- Abbreviation: MS
- Chairperson: Wille Valve [sv]
- Founded: 2015
- Merger of: Moderates of Åland Non-aligned Coalition (original)
- Headquarters: Parliament of Åland, Strandgatan 37, 22100 Mariehamn
- Youth wing: Moderate Youth League for Åland
- Ideology: Liberal conservatism
- Political position: Centre-right
- Nordic affiliation: Conservative Group
- Colours: Blue
- Eduskunta (Åland Coalition): 0 / 1
- Lagtinget: 4 / 30

Website
- www.moderaterna.ax

= Moderate Coalition for Åland =

The Moderate Coalition for Åland (Moderat Samling för Åland, MS) is a liberal-conservative political party in Åland.

==History==
The MS was formed by a merger of the Moderates of Åland and the Non-aligned Coalition (ObS), although not all members of the ObS agreed with the move, and the party continued to exist.

* **Data extract**:
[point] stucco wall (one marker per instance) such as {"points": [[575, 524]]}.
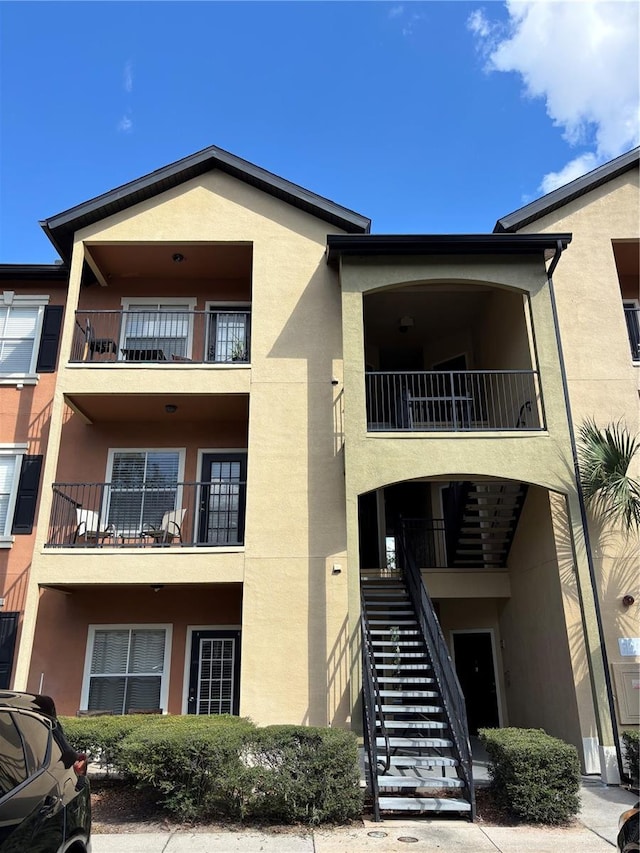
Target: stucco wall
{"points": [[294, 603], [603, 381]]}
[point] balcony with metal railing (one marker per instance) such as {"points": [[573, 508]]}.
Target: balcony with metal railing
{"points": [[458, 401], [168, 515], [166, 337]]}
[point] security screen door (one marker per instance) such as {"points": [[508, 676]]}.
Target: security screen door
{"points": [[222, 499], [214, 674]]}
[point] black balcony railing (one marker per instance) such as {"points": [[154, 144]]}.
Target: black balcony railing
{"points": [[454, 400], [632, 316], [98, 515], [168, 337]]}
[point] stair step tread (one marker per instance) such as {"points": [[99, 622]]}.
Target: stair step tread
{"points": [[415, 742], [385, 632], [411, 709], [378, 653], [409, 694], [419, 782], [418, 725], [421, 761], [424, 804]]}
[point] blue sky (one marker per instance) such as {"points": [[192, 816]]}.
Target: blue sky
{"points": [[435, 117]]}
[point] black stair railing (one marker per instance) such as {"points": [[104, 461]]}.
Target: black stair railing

* **Written task**:
Please reproduce the Moderate Coalition for Åland text from "The Moderate Coalition" up to and including "continued to exist.", word for word. The data above isn't needed here.

* **Task answer**:
The Moderate Coalition for Åland (Moderat Samling för Åland, MS) is a liberal-conservative political party in Åland.

==History==
The MS was formed by a merger of the Moderates of Åland and the Non-aligned Coalition (ObS), although not all members of the ObS agreed with the move, and the party continued to exist.